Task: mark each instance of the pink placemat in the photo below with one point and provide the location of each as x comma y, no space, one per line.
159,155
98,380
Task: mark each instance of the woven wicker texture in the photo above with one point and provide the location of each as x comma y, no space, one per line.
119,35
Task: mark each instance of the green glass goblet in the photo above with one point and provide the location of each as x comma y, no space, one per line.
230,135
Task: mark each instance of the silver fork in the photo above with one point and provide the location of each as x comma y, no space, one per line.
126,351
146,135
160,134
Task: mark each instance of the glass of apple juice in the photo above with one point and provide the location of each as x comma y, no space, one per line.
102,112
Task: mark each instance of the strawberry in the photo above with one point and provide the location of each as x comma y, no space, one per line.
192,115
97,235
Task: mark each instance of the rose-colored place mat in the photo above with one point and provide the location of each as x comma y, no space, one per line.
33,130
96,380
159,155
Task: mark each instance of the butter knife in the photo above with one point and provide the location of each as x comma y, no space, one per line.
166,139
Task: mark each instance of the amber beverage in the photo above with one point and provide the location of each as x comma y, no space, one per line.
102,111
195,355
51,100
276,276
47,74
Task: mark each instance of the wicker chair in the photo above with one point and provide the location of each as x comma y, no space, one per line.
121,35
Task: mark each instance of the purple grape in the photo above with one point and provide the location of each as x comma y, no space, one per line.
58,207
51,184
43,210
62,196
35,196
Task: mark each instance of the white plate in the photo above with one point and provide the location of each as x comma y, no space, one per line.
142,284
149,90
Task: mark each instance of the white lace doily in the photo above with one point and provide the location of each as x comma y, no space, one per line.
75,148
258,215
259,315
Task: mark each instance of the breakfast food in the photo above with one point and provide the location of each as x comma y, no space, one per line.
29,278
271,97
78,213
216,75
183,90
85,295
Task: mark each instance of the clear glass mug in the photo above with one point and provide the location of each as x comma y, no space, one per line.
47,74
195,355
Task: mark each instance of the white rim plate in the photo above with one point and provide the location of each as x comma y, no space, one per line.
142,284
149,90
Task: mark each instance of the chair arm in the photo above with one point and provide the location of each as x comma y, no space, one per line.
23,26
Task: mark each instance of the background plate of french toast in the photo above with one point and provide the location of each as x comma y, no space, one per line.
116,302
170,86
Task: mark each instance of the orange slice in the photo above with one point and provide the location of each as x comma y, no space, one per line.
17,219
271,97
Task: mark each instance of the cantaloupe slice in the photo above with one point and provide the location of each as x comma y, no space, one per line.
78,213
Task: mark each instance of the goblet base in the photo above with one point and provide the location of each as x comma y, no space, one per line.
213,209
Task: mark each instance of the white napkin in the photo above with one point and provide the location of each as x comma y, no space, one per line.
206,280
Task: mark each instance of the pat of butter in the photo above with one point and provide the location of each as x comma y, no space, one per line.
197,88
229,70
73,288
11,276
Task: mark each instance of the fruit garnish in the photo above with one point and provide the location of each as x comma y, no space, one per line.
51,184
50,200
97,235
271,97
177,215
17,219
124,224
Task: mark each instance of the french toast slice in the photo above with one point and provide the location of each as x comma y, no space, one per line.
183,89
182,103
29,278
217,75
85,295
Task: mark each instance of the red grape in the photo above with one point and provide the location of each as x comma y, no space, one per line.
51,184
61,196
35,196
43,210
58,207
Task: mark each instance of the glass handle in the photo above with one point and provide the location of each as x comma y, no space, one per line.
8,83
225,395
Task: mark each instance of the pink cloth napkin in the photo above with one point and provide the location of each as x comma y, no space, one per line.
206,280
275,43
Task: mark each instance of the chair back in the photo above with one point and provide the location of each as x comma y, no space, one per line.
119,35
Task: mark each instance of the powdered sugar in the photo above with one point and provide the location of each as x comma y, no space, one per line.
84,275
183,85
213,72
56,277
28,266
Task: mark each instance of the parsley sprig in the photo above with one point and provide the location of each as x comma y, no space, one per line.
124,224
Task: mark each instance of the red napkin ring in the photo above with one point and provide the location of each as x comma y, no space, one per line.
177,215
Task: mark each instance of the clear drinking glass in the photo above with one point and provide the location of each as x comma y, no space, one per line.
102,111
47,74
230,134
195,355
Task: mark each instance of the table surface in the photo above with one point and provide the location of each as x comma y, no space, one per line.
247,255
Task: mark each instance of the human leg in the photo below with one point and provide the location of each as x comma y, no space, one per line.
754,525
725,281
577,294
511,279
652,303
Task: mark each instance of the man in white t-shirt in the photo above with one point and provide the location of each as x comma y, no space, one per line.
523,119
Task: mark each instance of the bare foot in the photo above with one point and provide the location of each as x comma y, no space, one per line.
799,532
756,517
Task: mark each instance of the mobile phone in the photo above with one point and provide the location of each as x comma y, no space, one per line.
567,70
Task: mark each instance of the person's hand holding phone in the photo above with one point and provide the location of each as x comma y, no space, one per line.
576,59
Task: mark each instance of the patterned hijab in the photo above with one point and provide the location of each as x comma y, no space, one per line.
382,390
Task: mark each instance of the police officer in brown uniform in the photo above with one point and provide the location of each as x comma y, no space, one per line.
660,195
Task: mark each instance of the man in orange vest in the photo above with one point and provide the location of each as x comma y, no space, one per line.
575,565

■ ■ ■ ■ ■

- _WHAT IS REQUIRED_
Go through the records above and retype each one exactly.

- _ANSWER TO THIS EXERCISE_
Task: mark each instance of the pink placemat in the photo below with one point and provide the location of each as x comma y, no space, one per line.
159,155
98,380
Task: mark each instance of the woven wicker texture in the photo above with one point and provide the location of each as x comma y, no space, one per line.
119,35
Task: mark each instance of the green glass goblet in the photo above with one point and provide the location of each as x comma y, no space, one per line.
230,135
Task: mark each instance of the silver fork in the photo above with one point and provide the location of each as x comma y, no space, one per line.
126,351
146,135
160,134
Task: mark each instance of the glass of apple juice in the photo above with one point and provide the location of each as x comma y, no space, one per line.
102,112
Task: mark each instance of the strawberry in the photo above with one point and provide the location of each as x comma y, no space, one per line.
192,115
97,235
Task: mark each instance of the rose-colored place mat in the photo above with one point and provide the location of each as x comma y, no space, one per line.
33,130
96,380
159,155
Task: mark each instance of the butter knife in the photo above with one point and provide the location of each as x comma y, no space, one per line.
166,139
Task: mark each instance of the amber beverage in the photo above with one point and provide the location of each as x comma y, no space, one per line.
102,111
195,355
51,100
276,276
47,74
Task: mark each instance of the wicker chair in the photo above with one point and provide the location of each as x comma y, no space, one per line.
121,35
Task: mark each instance of the purple grape in the photo above with one point and provide the location of each as x comma y, no space, one per line.
58,207
51,184
43,210
62,196
35,196
Task: mark each instance of the white plate in the photo above with one point and provide the location of each as x comma y, no space, one per line.
142,284
149,90
Task: mark each instance of the white lace doily in the photo above with one point and provide the location of each as x comma y, no space, one per line.
75,148
258,215
259,315
Task: mark each instance of the breakfast food in the photo above with one point and provide the location of each as x comma y, no space, one per line.
29,278
271,97
78,213
216,75
183,90
85,295
Task: mark each instance of the clear glass mug in the photo above with one point and provide the location of each as x comma y, no space, one per line.
47,74
195,355
Task: mark each instance of the white rim plate in the photo above with one point and provide the location of each as x comma y, no space, one per line.
142,284
149,90
Task: mark each instance of the chair arm in the photo above with one point and provide the location of each as x comma y, no space, one per line.
23,26
Task: mark each instance of the background plate of french toast in the photo above with one point and provide the location of each as x comma y, no space, one per line.
116,302
170,86
Task: mark each instance of the orange slice in the photo above with one point and provide the location of each as x comma y, no space, one per line.
17,219
271,97
Task: mark each instance of the cantaloupe slice in the photo above with one point and provide the location of each as x comma y, no space, one per line.
78,213
Task: mark each instance of the goblet base in the photo above with one point and provide the location of each as x comma y, no space, one per line.
213,209
Task: mark each instance of the white napkin in the photo above with one point and provide the location of each as x comma y, no space, one per line.
206,280
Task: mark each instance of the pat of butter in the photo above with one point and provide the location of each as x comma y, no space, one per line.
197,88
229,70
73,288
11,276
Task: mark each instance of the fruit garnish in the photo above with one point and provide the location of each as x comma y, no space, one per line.
51,184
50,200
97,235
271,97
177,215
17,219
124,224
Task: mark each instance of the french toast slice in the photo above with one point and provide the location of each as x comma y, no space, one per line.
183,89
182,103
29,278
217,75
85,295
Task: mark each instance of the red grape in the photo above with one point and provide the location of each as x comma y, no space, one per line.
51,184
61,196
35,196
43,210
58,207
Task: mark each instance of the glass handle in the photo above with one point and provide the location of each as x comma y, no space, one per line.
8,83
225,395
Task: mark each instance of the pink cloth napkin in the photo above with one point and provide the location of each as x comma y, no space, one per line.
206,280
275,43
Task: mark each instance of the chair back in the photo above with one point and provide the location of each as x comma y, no space, one per line.
119,35
Task: mark each instance of the powdered sugar in the photo above with one point and provide the location of each as x comma y, no space, one per line.
84,275
183,85
213,72
56,277
28,266
Task: mark each instance of the parsley sprig in the photo above with one point and provide the location of each as x comma y, no space, one per line.
124,224
Task: mark each instance of the red napkin ring in the photo above with one point and provide the location of each as x comma y, no space, one per line.
177,215
Task: mark each instance of the clear drinking glass in the photo above with one point and provide the location of each as x comma y, no space, one per line.
102,111
47,74
230,134
195,355
Task: mark each instance of the table surface in the photo above with one point and provide the location of each as x comma y, no space, one per line.
247,255
Task: mark each instance of the human leg in the photo below with one point and provide the location of each as x comma y, no space, one per line.
754,525
725,281
577,294
511,279
652,303
Task: mark each instance of the man in white t-shirt in the photo above with one point and provide the location of each as x comma y, no space, one per line.
523,119
Task: mark each instance of the bare foot in the photo above with one point and provide the location of each as x comma y, no space, one per line.
799,532
756,517
Task: mark each instance of the mobile phone in the photo above with one point and provide the location of each as x comma y, no space, one per line.
567,70
Task: mark each instance of the person's hand holding phone in the photo above with one point and provide the location of each as x comma y, no space, one per line.
576,59
Task: mark each instance of the patterned hijab in the photo above with one point and provide the location of each as x comma y, no space, one per line.
382,390
Task: mark each instance of the police officer in brown uniform in the photo above with one point and provide the location of each as x comma y, no space, one per line.
660,195
Task: mark each instance of the man in orange vest in the photo above with one point and provide the location of each as x comma y, no space, one per line.
575,565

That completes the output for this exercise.